**PROBLEM DESCRIPTION:** Copy these lines exactly as they appear, without changing anything.

**RECORD EXTRACTS:**
• • • • • • •
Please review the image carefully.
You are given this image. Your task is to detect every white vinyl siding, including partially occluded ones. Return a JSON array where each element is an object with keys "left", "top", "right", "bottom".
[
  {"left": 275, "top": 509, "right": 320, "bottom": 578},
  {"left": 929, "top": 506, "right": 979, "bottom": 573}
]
• • • • • • •
**TASK ANSWER:**
Please review the image carefully.
You are given this image. Your task is to detect every white vinyl siding, including partially occluded ones. Return a JSON array where each element is an object with keys "left", "top", "right", "bottom".
[
  {"left": 275, "top": 509, "right": 320, "bottom": 578},
  {"left": 929, "top": 506, "right": 979, "bottom": 573}
]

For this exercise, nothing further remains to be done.